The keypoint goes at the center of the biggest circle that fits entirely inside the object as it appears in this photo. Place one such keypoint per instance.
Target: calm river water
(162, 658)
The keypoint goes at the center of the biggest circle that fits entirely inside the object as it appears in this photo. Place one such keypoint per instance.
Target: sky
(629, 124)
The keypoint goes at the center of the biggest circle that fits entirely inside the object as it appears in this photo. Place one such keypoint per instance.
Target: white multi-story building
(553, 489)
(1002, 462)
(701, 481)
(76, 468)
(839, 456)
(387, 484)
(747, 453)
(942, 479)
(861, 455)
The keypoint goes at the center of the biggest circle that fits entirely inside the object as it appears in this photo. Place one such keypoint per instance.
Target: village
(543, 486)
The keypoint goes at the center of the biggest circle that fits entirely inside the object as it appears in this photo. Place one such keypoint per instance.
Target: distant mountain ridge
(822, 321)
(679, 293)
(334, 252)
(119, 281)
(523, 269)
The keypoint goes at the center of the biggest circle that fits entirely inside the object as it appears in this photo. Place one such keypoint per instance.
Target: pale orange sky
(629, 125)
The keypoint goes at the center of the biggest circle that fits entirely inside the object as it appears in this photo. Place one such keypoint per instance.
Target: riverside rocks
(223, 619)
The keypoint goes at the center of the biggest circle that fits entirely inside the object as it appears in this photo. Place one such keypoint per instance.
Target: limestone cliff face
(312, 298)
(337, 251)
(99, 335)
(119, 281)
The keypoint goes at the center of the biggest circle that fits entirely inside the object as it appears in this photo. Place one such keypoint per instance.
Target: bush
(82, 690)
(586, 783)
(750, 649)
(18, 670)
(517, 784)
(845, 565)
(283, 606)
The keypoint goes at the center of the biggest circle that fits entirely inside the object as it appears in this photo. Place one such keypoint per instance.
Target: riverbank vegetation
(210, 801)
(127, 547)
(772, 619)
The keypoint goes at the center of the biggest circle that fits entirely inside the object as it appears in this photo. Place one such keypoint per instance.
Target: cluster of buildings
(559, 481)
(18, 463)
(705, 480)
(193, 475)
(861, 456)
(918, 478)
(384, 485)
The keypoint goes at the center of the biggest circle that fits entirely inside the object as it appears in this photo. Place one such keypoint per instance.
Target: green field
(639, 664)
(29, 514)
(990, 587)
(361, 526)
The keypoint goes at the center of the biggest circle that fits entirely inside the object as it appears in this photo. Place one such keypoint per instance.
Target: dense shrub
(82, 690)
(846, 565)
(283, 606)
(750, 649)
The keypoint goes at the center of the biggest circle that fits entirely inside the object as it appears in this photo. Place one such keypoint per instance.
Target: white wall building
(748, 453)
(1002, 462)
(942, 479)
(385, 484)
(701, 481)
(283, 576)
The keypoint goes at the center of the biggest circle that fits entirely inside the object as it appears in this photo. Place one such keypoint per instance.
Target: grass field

WORK REQUIRED ::
Using the data above, print every record exactly as shown.

COMPLETED TASK ::
The keypoint goes at the center of the biggest circle that fits entirely inside the object as it appears in this photo. Place one such keypoint per instance.
Target: calm river water
(162, 658)
The keypoint goes at the center of the biggest circle that fits entirely inside the object as it appears in this photo. Place one such keypoint per instance.
Target: sky
(629, 124)
The keypoint goes at the center of the biggest circle that fits entirely inside the object as it appears in this photo. Place one such keypoint per instance.
Target: white multi-story building
(553, 489)
(1002, 462)
(701, 481)
(76, 468)
(839, 456)
(387, 484)
(747, 453)
(942, 479)
(861, 455)
The keypoint goes at the center of the biggest circle that fits entirely inside the object as it appears in this photo. Place one such keypoint per instance.
Target: village
(543, 486)
The keypoint goes at the center of the biggest circle that fits entirely inside the object as it appears in this photo. Place one such keypoint per instance.
Target: distant mountain ridge
(822, 321)
(679, 293)
(334, 252)
(119, 281)
(523, 269)
The keypoint goes at the center of the biggest circle that fits entirely inside the object as it appears in this photo. Place one such keypoint per instance.
Target: pale orange sky
(629, 125)
The keypoint goes at the center of the biggest circle that fits entirely inside the object as it appears in this photo. Place one such keypoint per instance.
Target: riverside rocks
(223, 619)
The keypoint goes at the center of the biggest circle that fits entirely inside the object as it appears in this photo. Place one such keypoint per instance.
Target: limestone cliff face
(312, 298)
(337, 251)
(99, 335)
(119, 281)
The keypoint goes at the center of the biggest circle that fits entirely inside the object as it appears in this photo. Place one such keypoint per instance.
Target: bush
(82, 690)
(586, 783)
(750, 649)
(18, 670)
(517, 784)
(845, 565)
(283, 606)
The keypoint goes at the center of the biggest circle that fits entirely inside the object as it appears in this photo. Place one such keypoint per instance.
Target: riverbank vegetation
(210, 801)
(127, 547)
(772, 619)
The keypoint goes at the center of the biggest circle that fits entirely inside the object as it appears in this photo. Place one such keypoint per instance.
Target: cluster of buildings
(559, 481)
(18, 463)
(705, 480)
(193, 475)
(861, 456)
(918, 478)
(384, 485)
The keypoint goes at the center of the biggest circle that fits entirely inside the object as it appears in this photo. Place one such keypoint per instance.
Target: green field
(639, 664)
(29, 514)
(990, 587)
(361, 526)
The keypoint goes at the center of the biggest circle that fits entirely inside the object as it appears in this photo. Place one such keypoint per instance.
Target: dense shrub
(82, 690)
(846, 565)
(283, 606)
(750, 649)
The keypoint goes at the center of the biggest circle that fits entirely inside the object as it appears in this photo. Place one such keypoint per instance.
Target: white wall building
(748, 453)
(1002, 462)
(942, 479)
(385, 484)
(701, 481)
(283, 576)
The keypoint goes at the center of the biggest circle that fits entirely inside the object as it appears in this photo. Place one such keypoint per instance.
Target: grass field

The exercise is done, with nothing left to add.